AIM OF THE EXERCISE
Each record should be copied exactly into the answer, and no picture should go with it.

DATA SUPPLIED

──────

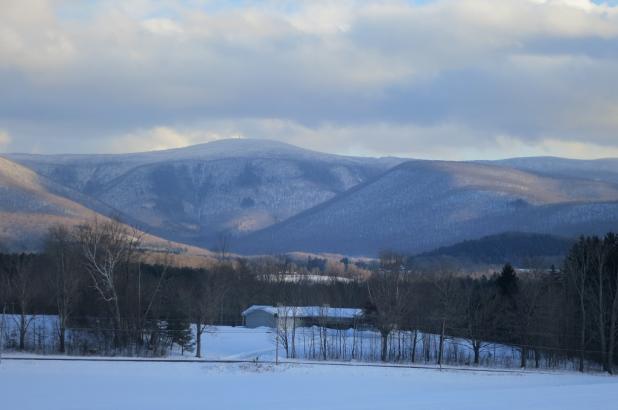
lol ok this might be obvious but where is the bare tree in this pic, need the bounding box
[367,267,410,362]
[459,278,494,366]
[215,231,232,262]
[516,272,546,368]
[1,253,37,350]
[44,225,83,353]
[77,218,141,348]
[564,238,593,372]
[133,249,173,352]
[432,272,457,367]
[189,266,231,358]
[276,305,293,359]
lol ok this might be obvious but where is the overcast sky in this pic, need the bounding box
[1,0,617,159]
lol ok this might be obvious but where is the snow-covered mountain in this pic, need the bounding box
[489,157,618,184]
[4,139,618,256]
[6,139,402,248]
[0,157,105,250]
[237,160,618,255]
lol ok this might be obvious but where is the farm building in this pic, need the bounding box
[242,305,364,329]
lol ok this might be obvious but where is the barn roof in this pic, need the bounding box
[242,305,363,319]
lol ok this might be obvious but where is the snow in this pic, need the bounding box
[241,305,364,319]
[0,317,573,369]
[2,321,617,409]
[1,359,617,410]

──────

SOLUTION FOR THIS TASK
lol ok this might be obvious but where is the bare tree in this pic, need the bounding box
[367,267,410,362]
[459,278,494,366]
[215,231,232,262]
[516,272,546,368]
[1,253,37,350]
[44,225,83,353]
[77,218,141,348]
[564,238,593,372]
[133,249,173,352]
[432,272,457,367]
[189,266,231,358]
[276,305,293,359]
lol ok this might be obvious but where is the overcast sky in this pic, need the bounding box
[1,0,617,159]
lol ok this might be obvious but where is the snow-covered mountain in this pic, need the bounding box
[489,157,618,184]
[4,139,618,256]
[6,139,402,248]
[0,157,105,250]
[237,160,618,255]
lol ok this might be obvious but where is the farm building in this pic, need the bounding box
[242,305,364,329]
lol ok this might be obvious but where is the barn roof in this pic, need the bounding box
[242,305,363,319]
lol ok this might be obvious but where is the snow in this pic, need the bounding box
[241,305,364,319]
[0,317,573,369]
[2,321,617,409]
[1,359,617,410]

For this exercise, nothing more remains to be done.